YOUR TASK =
Return every record verbatim.

DATASET ENTRIES =
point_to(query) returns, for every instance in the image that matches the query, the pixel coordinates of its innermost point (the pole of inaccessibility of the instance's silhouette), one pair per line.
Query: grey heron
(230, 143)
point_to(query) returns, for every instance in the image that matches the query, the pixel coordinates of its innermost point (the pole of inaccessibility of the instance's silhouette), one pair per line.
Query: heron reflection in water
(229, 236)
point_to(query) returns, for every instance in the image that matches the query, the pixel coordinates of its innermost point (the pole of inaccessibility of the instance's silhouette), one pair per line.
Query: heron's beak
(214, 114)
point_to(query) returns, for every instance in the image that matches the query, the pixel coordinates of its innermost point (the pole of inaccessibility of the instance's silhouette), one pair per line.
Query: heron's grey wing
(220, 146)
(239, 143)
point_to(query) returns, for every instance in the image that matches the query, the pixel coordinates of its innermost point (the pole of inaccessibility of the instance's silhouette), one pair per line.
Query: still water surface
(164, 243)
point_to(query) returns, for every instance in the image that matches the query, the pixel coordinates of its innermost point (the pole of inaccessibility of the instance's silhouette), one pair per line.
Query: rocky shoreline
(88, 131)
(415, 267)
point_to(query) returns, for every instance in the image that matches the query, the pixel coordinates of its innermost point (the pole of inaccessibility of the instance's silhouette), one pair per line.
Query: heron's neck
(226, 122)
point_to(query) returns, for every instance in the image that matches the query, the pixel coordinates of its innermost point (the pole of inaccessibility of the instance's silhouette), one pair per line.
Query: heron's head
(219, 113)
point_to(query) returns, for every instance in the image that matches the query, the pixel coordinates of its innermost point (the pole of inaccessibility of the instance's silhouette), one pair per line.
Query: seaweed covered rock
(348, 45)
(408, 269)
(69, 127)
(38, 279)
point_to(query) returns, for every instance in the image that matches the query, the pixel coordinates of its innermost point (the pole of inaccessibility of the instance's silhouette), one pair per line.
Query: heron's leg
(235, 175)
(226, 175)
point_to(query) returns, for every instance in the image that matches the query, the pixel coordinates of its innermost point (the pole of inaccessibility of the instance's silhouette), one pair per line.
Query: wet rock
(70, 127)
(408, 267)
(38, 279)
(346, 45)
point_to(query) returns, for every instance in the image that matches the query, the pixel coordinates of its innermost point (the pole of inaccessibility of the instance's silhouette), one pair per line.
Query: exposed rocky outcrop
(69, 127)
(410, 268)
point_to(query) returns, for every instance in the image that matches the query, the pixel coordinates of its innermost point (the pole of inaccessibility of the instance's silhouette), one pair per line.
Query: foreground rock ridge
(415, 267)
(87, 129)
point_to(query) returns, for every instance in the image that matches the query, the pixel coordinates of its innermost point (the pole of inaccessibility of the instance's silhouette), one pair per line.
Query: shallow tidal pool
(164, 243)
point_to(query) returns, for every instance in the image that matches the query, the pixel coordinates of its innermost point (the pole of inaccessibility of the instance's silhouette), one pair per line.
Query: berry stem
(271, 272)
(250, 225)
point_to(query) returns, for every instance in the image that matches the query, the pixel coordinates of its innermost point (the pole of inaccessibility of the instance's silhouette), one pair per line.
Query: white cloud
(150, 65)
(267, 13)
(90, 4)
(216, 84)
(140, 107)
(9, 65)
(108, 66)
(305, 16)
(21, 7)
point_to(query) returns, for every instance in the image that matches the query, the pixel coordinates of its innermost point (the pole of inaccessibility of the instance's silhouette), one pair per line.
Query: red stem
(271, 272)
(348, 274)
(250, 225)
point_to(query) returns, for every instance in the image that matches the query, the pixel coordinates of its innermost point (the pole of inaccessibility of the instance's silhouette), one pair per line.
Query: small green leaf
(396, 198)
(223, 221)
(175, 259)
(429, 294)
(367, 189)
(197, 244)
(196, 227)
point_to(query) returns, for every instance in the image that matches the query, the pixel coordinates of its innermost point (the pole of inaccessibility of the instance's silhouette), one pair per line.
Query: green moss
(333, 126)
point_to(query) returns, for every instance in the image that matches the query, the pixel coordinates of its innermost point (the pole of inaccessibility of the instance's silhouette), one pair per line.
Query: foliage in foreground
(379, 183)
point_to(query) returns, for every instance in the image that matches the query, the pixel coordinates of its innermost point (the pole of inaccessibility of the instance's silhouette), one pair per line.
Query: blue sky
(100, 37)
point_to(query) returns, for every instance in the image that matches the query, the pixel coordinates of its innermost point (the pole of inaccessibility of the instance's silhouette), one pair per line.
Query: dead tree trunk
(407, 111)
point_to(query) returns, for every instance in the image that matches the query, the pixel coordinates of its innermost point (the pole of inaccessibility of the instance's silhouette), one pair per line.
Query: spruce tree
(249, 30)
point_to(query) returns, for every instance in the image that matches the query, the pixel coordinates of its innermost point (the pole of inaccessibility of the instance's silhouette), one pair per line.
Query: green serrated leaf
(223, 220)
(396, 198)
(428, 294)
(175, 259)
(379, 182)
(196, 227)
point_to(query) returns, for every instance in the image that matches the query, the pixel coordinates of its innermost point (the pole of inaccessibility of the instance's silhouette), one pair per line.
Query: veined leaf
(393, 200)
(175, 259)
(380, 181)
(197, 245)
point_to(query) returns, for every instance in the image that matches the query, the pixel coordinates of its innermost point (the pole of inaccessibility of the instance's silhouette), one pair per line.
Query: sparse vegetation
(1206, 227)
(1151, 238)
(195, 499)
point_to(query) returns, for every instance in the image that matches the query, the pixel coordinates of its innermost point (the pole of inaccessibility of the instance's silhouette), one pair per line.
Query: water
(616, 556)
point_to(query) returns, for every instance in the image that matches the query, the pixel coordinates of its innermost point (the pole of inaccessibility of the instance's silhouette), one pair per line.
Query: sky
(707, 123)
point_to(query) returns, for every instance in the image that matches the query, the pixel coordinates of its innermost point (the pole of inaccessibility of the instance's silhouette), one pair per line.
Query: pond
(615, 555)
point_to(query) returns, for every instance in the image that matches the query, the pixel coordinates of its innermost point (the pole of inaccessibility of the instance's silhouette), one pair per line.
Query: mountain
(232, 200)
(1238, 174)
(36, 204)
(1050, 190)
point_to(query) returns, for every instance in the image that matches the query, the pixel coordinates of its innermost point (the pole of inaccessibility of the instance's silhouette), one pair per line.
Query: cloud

ANSWER FOR THE TASK =
point_to(query) returns, for every instance in the image that matches the query, the pixel coordinates of its innermost point (the pole of inaccessibility of the instance's silhouette), one pair per line.
Query: grey heron
(230, 143)
point_to(query) returns, for every instance in the image that matches the query, the pixel coordinates of its innermost point (the pole of inaccessibility of the instance's silhouette), one pair per line.
Query: heron reflection in water
(229, 236)
point_to(query) returns, for every instance in the image that matches the query, the pixel coordinates of its innermost point (the pole of inaccessibility of the instance's silhouette), one pair per line.
Query: heron's beak
(214, 114)
point_to(query) returns, for every instance in the image that matches the query, the pixel coordinates of its innermost point (the pole of inaccessibility of the instance's silhouette), one pair per line.
Query: heron's grey wing
(220, 146)
(239, 143)
point_to(query) returns, for every instance in the image that matches the query, the pixel coordinates of its innermost point (the pole of inaccessibility of the instance's silhouette), one pair per line.
Query: still water surface
(164, 243)
point_to(query) returns, for every instance in the image that matches the query, the pixel coordinates of its innermost point (the pole of inaccessibility of the instance's silhouette), one pair per line.
Query: rocky shoreline
(88, 131)
(415, 267)
point_to(query) returns, for every instance in the image that matches the query, the pixel coordinates of its innermost point (the pole of inaccessibility of the instance's silhouette), one pair per line.
Query: heron's neck
(226, 122)
point_to(query) returns, for every instance in the image that matches the query, the pixel coordinates of its innermost point (the pole of inaccessibility of the instance's silhouette), one pair per line.
Query: heron's head
(219, 113)
point_to(query) returns, for every instance in the image that matches the query, the pixel coordinates of its innermost point (the pole of inaccessibility of the instance's silhouette), one pair per line.
Query: seaweed covered rock
(348, 45)
(408, 269)
(69, 127)
(38, 279)
point_to(query) returns, for every instance in the image that matches the query, the pixel coordinates of its innermost point (the pole of inaccessibility of the instance's silhouette), one pair per line.
Query: heron's leg
(235, 175)
(226, 175)
point_to(query) returns, for every instance in the image that matches the query, the pixel coordinates of its innermost point (the pole of inaccessibility of the instance's silhouette), one pair per line.
Query: wet rock
(70, 127)
(408, 267)
(38, 279)
(346, 45)
point_to(query) returns, for every instance in the image that matches the query, the pixel coordinates of its innermost point (the pole of inaccessibility of the instance's silhouette), one pair per line.
Query: exposed rocky outcrop
(69, 127)
(410, 268)
point_to(query) returns, for every instance in the image that matches the query, the pixel coordinates of its innermost point (the pole of inaccessibility of the instance's silhouette), one pair per line.
Query: foreground rock ridge
(415, 267)
(87, 129)
point_to(query) returns, for every instance in the image that matches the query, the pixel coordinates of its innermost point (the pole of inaccessibility of the instance's silhouette), one pair per line.
Query: shallow tidal pool
(164, 243)
point_to(query) returns, for every instance in the image that matches the query, the pixel coordinates of its innermost point (the pole of inaccessibility of the instance's silhouette), one pair per line.
Query: berry stem
(271, 272)
(250, 225)
point_to(query) returns, for every instance in the image that matches the query, the pixel coordinates of its innermost point (the pole of inaccessibility of the instance's silhouette), one pair per line.
Query: white cloud
(150, 65)
(267, 13)
(90, 4)
(216, 84)
(140, 107)
(9, 65)
(108, 66)
(305, 16)
(21, 7)
point_to(query) returns, for every instance in the image that matches the query, the pixel coordinates of its innermost point (the pole of inaccessibility of the instance's silhouette), one pair per line.
Query: red stem
(271, 272)
(348, 274)
(250, 225)
point_to(query) returns, for every instance in the image that matches the query, the pixel coordinates of its innermost point (the pole of inaccessibility of the instance's silhouette), one pair per line.
Query: small green leaf
(396, 198)
(223, 221)
(175, 259)
(429, 294)
(367, 189)
(197, 244)
(196, 227)
point_to(query) returns, for every instance in the image that matches the query, the pixel coordinates of its innermost point (the pole of inaccessibility of the instance's silhouette), one pair per line.
Query: green moss
(333, 126)
point_to(query) returns, for every instance in the image that matches the query, the pixel coordinates of its innermost point (the pole of inaccessibility of the instance's silhouette), one pair per line.
Query: foliage in foreground
(379, 183)
point_to(query) returns, for every instance in the image that matches the query, the pixel coordinates of its innermost point (the pole of inaccessibility of the instance's silhouette), one pair per line.
Query: blue sky
(100, 37)
point_to(query) returns, for every instance in the image that matches the query, the pixel coordinates of its innermost point (the pole of inaccessibility of the instance's silhouette), one pair per line.
Query: dead tree trunk
(407, 111)
point_to(query) returns, for every instance in the image that matches the query, the pixel coordinates of its innermost point (the pole of inaccessibility of the instance's silhouette), one pair per line.
Query: spruce tree
(249, 30)
point_to(query) returns, for every instance in the image that matches the query, the pixel coordinates of its innermost point (the pole of inaccessibility of the instance's silhouette), one pair per line.
Query: green serrated leaf
(223, 220)
(396, 198)
(428, 294)
(175, 259)
(379, 182)
(196, 227)
point_to(query) returns, for every instance in the image that matches the query, the pixel coordinates of its innermost point (the pole of inaccessibility of the instance's silhouette), one pair per line.
Query: veined leaf
(393, 200)
(175, 259)
(380, 181)
(197, 245)
point_to(query) returns, for every instance in the image that matches the query, the pixel coordinates of its innermost point (the pole of inaccessibility of the instance's silhouette), one pair per line.
Query: sparse vegetation
(1206, 227)
(1151, 238)
(195, 499)
point_to(query) returns, for every instance in the image that matches the query, the pixel coordinates of its innermost point (the pole of inaccessibility of the instance's silhouette), one pair per line.
Query: water
(616, 556)
point_to(query) returns, for every instance in the image that matches the query, the pixel coordinates of its innermost point (the pole of inaccessibility of the instance's silhouette), one pair per line.
Query: sky
(707, 123)
point_to(query) returns, for every instance in the image that matches the query, the pixel coordinates of its innermost point (the pole of inaccessibility of the instance's silhouette), one pair per line.
Query: pond
(615, 555)
point_to(query) returns, for every instance in the image that matches the query, the pixel coordinates of its innermost point (the pole of inaccessibility of the instance's silhouette), one pair per line.
Query: mountain
(232, 200)
(1238, 174)
(36, 204)
(1050, 190)
point_to(query) returns, for every instance in the image that matches the query, the pixel coordinates of its innermost point (the pole of inaccessibility of the instance's silhouette), one pair per line.
Query: cloud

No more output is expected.